_Study material_:
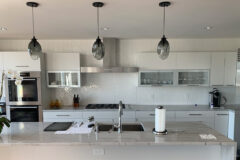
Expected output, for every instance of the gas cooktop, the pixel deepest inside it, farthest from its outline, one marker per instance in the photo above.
(103, 106)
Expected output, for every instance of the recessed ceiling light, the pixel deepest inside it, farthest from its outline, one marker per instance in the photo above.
(208, 28)
(105, 28)
(3, 28)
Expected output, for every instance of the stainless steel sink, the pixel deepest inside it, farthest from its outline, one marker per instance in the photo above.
(137, 127)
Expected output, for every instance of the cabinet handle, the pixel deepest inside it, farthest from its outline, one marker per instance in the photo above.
(22, 66)
(222, 114)
(66, 115)
(195, 114)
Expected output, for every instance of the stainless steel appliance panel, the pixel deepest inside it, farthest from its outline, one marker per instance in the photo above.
(28, 93)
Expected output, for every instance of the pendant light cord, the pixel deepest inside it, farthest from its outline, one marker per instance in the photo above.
(163, 20)
(33, 22)
(98, 19)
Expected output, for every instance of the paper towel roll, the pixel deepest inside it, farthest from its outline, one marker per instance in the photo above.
(160, 119)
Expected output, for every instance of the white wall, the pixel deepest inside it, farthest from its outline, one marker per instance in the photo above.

_The problem_: Pictures do not belong in the copy. Output all of the records exactly.

_Your response_:
Expected output, for every instance of the gas cooktop, the pixel deepest inside it, farthest from its outline, one marker per instance in the photo above.
(103, 106)
Expected output, for every instance of the recessed ceiling light, the pixel deepest inside it, farthest from its outline, one marker per instance in the photo above.
(208, 28)
(105, 28)
(3, 28)
Expected output, for every instance of the stainless steel sink, the pixel deepest inside it, farthest from its outline, one marker per instance in the photo above.
(137, 127)
Expected output, for every instance of the cabinet handle, the pixel deepest inside it, farthest from its outline, one marker per instance in the photo above.
(22, 66)
(222, 114)
(66, 115)
(195, 114)
Expected output, for every instance of the stainless steel appliance panel, the pixel deepest inside it, farthest from its outline, one marker per instance in the photo above.
(28, 93)
Expected output, for every instance of the pendant light cord, the pixel deepest inside it, farthest from its outline, one marker per instance in the photo above.
(163, 20)
(33, 22)
(98, 19)
Expected output, for every instance of the paper towel roll, the pixel deepest inside it, farthest from its outline, one marker per instance in the photo above.
(160, 119)
Expected output, for every instance of the white wall, the pixel deepest inside it, farthest from its outline, one marker per instance in the photo above.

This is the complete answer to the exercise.